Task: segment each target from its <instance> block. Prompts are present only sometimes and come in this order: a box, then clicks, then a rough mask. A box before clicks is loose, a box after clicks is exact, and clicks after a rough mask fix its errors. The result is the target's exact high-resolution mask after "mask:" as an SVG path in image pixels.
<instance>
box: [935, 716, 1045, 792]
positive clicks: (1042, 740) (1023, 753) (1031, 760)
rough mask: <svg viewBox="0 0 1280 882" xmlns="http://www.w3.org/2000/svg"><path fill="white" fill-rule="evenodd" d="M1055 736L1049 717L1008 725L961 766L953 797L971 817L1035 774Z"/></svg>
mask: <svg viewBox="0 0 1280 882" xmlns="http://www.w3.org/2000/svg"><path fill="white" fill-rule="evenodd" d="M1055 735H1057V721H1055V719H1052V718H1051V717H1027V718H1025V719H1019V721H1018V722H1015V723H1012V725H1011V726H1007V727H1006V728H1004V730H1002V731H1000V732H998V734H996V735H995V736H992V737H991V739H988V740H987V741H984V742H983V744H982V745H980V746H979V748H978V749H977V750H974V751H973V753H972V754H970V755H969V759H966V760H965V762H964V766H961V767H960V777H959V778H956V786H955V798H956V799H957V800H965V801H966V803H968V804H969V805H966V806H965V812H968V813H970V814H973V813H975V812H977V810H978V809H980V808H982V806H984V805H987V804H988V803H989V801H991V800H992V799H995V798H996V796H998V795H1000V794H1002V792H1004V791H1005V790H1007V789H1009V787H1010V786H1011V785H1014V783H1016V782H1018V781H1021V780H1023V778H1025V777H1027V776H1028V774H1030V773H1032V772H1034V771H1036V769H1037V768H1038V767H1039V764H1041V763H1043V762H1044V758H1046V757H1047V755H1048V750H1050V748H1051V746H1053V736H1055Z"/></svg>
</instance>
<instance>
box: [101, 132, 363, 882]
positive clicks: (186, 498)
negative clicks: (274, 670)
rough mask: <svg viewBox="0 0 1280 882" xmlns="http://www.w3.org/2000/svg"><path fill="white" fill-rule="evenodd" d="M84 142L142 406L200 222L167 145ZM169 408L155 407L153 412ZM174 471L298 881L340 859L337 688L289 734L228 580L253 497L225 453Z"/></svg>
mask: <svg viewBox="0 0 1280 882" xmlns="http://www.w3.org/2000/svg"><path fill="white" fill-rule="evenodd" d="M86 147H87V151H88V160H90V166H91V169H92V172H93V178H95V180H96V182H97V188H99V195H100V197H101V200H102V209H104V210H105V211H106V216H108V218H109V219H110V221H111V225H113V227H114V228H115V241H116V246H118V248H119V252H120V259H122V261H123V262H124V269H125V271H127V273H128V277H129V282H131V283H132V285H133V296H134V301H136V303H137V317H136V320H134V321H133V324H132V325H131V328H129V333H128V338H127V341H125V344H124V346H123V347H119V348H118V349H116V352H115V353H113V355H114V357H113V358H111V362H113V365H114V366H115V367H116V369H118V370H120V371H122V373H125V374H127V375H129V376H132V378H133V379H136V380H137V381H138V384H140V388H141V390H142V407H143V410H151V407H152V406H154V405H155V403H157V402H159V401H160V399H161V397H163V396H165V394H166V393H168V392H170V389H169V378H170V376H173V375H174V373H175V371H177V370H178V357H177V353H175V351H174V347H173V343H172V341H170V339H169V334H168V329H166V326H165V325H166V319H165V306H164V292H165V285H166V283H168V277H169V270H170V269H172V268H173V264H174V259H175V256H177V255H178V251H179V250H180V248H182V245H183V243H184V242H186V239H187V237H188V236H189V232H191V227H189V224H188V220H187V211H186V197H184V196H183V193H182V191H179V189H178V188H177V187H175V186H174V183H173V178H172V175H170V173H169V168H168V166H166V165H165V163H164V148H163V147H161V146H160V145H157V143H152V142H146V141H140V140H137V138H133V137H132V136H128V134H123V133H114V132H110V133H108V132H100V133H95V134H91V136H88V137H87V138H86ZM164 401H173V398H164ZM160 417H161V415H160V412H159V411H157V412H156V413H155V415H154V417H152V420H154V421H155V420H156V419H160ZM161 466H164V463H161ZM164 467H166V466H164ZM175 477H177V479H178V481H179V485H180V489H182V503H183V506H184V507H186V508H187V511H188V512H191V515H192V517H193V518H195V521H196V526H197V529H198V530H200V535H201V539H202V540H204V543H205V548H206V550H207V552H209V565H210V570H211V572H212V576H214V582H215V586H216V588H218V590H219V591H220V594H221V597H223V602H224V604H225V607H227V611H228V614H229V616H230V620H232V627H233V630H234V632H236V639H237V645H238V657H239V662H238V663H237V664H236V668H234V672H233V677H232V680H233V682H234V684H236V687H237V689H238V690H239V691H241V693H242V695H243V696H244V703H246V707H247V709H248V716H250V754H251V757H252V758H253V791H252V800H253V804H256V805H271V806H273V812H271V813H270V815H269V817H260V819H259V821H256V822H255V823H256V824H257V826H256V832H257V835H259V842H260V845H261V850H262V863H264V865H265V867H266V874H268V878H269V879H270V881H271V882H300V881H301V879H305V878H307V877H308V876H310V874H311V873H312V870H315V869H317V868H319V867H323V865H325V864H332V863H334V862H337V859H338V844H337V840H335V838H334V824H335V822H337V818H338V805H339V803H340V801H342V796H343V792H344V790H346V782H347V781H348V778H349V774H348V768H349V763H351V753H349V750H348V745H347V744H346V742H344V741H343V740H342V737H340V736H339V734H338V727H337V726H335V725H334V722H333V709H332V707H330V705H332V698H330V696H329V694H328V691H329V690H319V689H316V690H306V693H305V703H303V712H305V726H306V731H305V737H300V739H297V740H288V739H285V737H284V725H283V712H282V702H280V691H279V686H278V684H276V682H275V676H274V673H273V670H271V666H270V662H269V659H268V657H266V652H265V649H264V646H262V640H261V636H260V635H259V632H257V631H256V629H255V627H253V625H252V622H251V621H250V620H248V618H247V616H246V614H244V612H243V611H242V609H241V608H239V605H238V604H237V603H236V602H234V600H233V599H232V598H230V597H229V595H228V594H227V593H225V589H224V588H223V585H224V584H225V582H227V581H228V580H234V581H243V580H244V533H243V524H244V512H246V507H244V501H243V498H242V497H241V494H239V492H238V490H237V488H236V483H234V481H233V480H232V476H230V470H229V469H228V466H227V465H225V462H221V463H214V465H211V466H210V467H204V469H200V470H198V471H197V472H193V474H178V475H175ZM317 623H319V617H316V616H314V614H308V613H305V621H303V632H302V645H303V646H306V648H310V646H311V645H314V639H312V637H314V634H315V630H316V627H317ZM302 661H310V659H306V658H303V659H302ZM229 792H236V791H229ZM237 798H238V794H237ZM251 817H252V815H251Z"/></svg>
# # # #
To do: Your task is to return each line of the data above that contains the string "instance".

Written solution:
Task: segment each target from its <instance> block. Prompts are present only sometimes and come in this order: a box, then clicks, then a rough mask. A box before clicks is loose, a box after clicks is exact, and clicks after a rough mask fix its errors. The result is the target's exact high-resolution mask after "mask:" as an SVG path in image pixels.
<instance>
</instance>
<instance>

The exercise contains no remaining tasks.